TASK STATEMENT:
Report every line in the material below that contains the word "white", copying each such line in full.

EXCERPTED DATA:
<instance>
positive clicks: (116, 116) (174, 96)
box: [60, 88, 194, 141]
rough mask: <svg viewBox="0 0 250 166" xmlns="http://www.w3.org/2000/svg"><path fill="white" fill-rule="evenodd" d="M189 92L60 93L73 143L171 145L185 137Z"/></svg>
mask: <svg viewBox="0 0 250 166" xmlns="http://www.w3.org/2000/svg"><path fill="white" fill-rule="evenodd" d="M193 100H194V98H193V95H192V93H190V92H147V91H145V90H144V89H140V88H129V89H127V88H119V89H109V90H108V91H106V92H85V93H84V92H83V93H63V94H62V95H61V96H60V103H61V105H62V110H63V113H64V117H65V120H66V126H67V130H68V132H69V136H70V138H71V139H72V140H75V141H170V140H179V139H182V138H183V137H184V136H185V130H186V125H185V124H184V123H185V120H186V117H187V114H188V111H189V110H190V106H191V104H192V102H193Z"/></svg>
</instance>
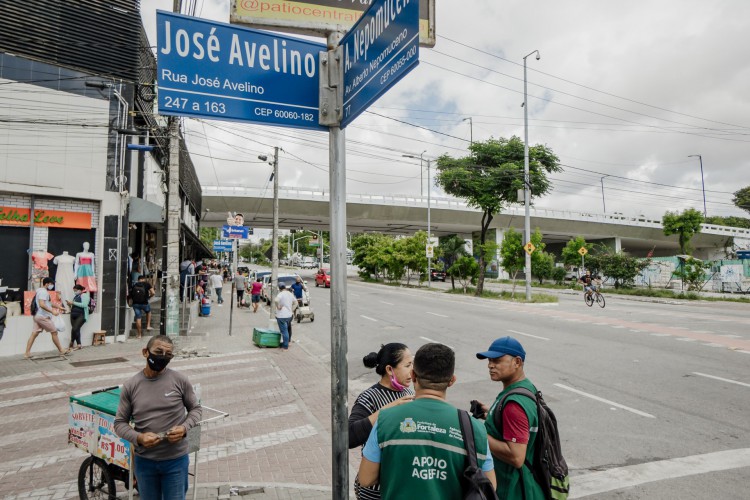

FINISHED TASK:
rough mask: <svg viewBox="0 0 250 166" xmlns="http://www.w3.org/2000/svg"><path fill="white" fill-rule="evenodd" d="M189 92L60 93L73 143L171 145L185 137Z"/></svg>
mask: <svg viewBox="0 0 250 166" xmlns="http://www.w3.org/2000/svg"><path fill="white" fill-rule="evenodd" d="M193 100H194V98H193V95H192V93H190V92H147V91H145V90H144V89H140V88H129V89H127V88H119V89H109V90H108V91H106V92H85V93H84V92H83V93H63V94H62V95H61V96H60V103H61V105H62V110H63V113H64V117H65V120H66V126H67V130H68V132H69V136H70V138H71V139H72V140H75V141H170V140H179V139H182V138H183V137H184V136H185V130H186V125H185V124H184V123H185V120H186V117H187V114H188V111H189V110H190V106H191V104H192V102H193Z"/></svg>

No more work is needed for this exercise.